* _Data records_
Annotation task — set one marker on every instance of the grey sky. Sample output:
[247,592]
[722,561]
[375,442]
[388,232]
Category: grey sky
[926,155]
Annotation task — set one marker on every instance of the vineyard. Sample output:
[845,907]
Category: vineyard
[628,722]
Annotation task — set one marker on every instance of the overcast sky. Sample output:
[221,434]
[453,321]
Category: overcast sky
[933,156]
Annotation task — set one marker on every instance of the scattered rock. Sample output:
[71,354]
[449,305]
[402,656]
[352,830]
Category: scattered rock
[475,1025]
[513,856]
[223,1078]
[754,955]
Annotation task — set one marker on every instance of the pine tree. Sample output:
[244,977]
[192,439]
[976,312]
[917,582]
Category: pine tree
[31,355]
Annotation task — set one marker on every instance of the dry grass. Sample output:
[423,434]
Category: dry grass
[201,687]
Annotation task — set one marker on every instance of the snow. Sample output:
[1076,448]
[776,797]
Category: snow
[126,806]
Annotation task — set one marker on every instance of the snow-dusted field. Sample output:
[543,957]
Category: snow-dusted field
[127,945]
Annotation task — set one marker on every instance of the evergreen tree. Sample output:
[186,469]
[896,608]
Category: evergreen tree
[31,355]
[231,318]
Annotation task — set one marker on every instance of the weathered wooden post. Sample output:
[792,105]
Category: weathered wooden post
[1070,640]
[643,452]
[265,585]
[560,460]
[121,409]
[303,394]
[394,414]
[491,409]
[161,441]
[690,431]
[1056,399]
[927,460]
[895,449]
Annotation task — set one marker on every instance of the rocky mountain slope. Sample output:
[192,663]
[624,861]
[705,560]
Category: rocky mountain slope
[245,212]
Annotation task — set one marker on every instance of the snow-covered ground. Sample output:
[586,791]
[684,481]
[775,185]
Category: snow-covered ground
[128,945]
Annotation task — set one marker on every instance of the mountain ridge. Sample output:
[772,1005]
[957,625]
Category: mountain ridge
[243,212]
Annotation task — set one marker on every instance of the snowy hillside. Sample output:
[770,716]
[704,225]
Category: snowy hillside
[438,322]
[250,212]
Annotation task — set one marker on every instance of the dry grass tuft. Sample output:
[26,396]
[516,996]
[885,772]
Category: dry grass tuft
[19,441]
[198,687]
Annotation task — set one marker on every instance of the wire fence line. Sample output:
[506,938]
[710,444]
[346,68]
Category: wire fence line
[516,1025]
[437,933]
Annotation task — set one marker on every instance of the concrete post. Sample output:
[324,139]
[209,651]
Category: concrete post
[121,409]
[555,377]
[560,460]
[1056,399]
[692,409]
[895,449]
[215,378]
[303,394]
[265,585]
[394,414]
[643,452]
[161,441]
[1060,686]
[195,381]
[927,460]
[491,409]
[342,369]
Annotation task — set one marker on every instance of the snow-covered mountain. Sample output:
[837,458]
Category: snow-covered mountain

* _Directions for this task_
Reproduce the listing above word for word, starting with the line that contains "dry grass tuft." and continuing through the end of the listing.

* _Correct result_
Annotation task — set one marker on every instance of the dry grass tuft. Sample output:
[26,396]
[516,996]
[885,772]
Category: dry grass tuft
[19,441]
[198,687]
Annotation task — set one marker on every instance of the wire fence line. Sample output:
[506,938]
[710,444]
[346,68]
Category: wire fence line
[516,1025]
[437,933]
Annotation task — set one marker on every instance of the concrete post. Sample output:
[324,139]
[209,651]
Category: concrete post
[121,409]
[555,377]
[560,460]
[1056,399]
[692,409]
[895,449]
[215,378]
[303,394]
[265,585]
[394,414]
[643,452]
[161,441]
[1060,686]
[195,381]
[927,460]
[491,409]
[342,369]
Annotation task — set one marker on every instance of the snow-covered mountain. Sample output:
[837,458]
Category: snow-covered mountain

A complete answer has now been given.